● **Task description**: Copy every line below that has the word "cyclist" in it.

● **Input data**:
BEGIN
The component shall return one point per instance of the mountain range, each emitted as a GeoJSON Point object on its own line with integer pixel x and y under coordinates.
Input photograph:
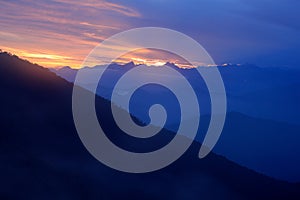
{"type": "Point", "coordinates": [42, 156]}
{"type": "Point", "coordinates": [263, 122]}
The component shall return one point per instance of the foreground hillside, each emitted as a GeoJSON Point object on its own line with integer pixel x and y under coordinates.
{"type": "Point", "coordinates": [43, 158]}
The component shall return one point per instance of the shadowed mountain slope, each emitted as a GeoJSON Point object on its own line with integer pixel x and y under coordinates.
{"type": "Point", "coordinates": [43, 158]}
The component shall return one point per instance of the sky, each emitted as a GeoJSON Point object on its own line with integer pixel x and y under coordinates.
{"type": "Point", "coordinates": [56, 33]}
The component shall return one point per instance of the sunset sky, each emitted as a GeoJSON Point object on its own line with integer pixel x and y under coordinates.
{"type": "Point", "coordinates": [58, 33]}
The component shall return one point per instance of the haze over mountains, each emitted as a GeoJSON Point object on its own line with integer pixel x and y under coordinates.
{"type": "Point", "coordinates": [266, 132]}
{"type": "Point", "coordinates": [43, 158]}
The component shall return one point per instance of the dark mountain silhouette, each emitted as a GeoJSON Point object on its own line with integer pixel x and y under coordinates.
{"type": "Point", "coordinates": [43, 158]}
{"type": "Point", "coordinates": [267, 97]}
END
BEGIN
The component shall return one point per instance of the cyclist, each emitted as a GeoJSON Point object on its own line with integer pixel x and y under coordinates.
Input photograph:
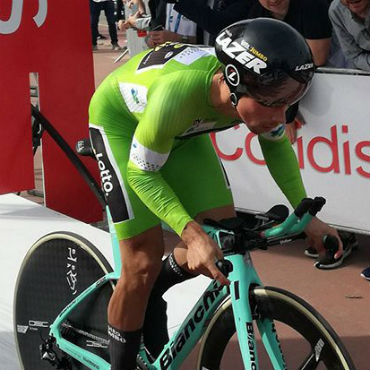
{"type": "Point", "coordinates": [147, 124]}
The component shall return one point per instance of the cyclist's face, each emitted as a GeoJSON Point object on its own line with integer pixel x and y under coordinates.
END
● **Answer to the problem**:
The component shall return one point per instance of the cyclist, each emitted as a GeoJSON Point object on its own line with integer pixel x and y under coordinates.
The component shall return one point per instance of the cyclist's face, each emitted as a GeoJSON Point object on its own line with integer pixel x and y under coordinates.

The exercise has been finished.